» **Goal of the exercise**
For the data below, the lines that hold "green" should be counted; only the resulting number is expected.
=== Exercise data ===
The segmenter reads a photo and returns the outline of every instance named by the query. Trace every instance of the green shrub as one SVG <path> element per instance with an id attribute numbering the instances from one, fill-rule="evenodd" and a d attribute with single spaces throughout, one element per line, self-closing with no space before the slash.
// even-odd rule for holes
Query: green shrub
===
=== Exercise data ===
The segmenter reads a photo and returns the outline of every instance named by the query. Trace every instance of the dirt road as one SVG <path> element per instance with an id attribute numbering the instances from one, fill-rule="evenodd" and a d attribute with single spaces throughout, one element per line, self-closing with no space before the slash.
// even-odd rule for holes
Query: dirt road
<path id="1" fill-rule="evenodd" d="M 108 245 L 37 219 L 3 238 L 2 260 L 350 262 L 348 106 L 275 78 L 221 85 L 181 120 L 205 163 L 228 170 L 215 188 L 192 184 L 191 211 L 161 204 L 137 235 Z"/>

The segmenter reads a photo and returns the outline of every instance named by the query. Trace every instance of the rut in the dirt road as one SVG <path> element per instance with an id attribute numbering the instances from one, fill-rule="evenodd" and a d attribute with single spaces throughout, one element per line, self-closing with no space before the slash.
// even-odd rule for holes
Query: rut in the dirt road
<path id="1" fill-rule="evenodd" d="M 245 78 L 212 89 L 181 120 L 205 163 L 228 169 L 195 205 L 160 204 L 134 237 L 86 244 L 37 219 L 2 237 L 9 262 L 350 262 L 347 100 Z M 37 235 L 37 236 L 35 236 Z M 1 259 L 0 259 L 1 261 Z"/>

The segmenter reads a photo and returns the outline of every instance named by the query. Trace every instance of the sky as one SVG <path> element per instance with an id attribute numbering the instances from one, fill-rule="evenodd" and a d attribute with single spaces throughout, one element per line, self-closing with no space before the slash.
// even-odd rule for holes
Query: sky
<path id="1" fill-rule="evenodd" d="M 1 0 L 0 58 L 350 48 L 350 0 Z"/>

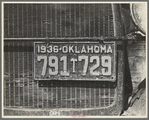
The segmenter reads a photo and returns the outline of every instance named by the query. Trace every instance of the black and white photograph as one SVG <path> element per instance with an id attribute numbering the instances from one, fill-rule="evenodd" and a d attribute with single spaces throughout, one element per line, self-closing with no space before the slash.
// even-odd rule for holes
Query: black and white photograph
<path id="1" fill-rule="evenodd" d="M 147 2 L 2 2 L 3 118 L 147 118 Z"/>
===
=== Exercise data ===
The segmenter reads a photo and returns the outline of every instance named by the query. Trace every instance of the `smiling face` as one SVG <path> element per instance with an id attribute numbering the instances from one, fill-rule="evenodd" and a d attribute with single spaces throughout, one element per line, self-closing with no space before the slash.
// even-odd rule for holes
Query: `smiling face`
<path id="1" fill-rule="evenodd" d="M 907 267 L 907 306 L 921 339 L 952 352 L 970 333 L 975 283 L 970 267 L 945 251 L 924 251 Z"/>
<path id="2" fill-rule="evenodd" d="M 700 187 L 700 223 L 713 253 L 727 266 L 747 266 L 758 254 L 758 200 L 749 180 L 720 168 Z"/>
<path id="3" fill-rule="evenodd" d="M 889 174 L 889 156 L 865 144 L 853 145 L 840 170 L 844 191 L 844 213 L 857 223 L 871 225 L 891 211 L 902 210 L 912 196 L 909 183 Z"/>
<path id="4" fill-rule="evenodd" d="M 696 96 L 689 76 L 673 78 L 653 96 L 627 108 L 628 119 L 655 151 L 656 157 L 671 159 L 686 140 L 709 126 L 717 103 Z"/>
===
» **Finished exercise**
2